◆ Registros listados ◆
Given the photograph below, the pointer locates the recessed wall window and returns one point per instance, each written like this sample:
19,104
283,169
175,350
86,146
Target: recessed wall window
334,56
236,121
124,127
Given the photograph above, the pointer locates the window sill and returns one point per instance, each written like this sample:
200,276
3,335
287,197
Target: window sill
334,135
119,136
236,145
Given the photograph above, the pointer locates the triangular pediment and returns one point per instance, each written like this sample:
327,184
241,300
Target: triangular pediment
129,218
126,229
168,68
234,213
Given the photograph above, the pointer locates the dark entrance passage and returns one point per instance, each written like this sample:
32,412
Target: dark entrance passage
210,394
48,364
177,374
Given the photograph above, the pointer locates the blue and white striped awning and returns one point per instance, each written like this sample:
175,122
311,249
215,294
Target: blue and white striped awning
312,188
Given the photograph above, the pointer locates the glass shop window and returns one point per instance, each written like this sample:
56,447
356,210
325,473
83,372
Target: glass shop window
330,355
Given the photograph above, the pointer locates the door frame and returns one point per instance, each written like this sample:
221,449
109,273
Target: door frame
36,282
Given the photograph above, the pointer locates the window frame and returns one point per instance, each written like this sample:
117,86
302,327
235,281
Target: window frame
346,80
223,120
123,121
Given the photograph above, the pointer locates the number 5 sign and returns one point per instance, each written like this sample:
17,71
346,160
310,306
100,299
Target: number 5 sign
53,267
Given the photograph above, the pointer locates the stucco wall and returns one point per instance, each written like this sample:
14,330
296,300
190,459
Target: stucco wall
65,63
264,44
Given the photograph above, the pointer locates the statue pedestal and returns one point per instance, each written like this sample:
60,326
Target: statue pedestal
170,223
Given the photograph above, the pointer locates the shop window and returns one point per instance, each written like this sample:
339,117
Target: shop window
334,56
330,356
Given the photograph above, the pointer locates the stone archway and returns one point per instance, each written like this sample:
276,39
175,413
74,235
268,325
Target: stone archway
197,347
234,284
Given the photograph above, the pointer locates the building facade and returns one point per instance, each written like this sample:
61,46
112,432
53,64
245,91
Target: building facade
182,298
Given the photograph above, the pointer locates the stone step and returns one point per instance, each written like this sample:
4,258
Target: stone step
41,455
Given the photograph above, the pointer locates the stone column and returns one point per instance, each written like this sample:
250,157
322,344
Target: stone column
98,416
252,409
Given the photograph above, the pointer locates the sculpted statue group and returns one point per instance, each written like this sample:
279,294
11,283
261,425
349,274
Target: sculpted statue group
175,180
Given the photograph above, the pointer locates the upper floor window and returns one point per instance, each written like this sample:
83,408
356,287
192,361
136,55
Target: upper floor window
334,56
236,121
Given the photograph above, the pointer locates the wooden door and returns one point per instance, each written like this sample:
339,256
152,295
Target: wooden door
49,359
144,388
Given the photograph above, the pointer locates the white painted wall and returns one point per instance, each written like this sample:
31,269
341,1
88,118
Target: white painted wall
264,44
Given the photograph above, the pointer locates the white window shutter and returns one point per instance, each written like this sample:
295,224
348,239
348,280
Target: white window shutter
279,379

◆ Requisitos do exercício ◆
Reescreva todas as linhas do material, desde a linha que contém "the white painted" até o fim do material, inclusive, somando 44 a cada número das coordenadas dadas como resposta e deixando o restante do texto inalterado.

◆ Solução ◆
Given the photograph above, the pointer locates the white painted wall and returns one point per instance, each written like this sample:
31,269
341,1
88,118
Target: white painted wall
308,88
Given the photograph above, the pointer locates the white window shutter and returns one point per instance, each written like this sample:
295,224
348,239
348,280
Target: white window shutter
323,423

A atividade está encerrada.